DATA FOR PROCESSING:
▼

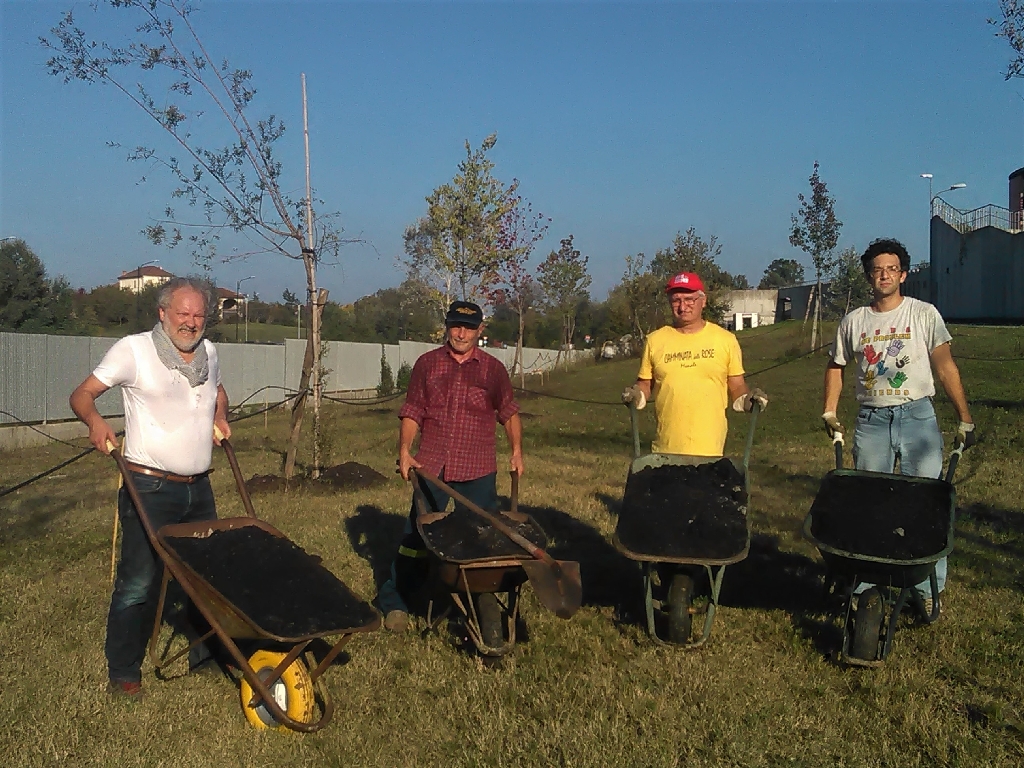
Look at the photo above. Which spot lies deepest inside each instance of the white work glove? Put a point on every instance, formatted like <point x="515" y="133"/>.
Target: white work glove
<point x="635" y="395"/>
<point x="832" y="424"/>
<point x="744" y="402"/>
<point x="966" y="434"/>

▲
▼

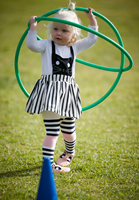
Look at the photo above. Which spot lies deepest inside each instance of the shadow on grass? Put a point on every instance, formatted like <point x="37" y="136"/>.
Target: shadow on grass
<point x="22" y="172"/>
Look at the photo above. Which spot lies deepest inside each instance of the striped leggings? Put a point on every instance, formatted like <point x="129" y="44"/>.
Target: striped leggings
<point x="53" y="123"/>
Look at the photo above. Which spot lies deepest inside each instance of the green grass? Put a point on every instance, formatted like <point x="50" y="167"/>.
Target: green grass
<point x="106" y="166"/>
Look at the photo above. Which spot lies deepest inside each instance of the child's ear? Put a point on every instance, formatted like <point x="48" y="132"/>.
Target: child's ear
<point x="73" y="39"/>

▲

WHAT YOU SHOULD DO:
If a line of the material contains the word "Which", count it; please reply with the total and nothing more.

SOLUTION TO THE PROBLEM:
5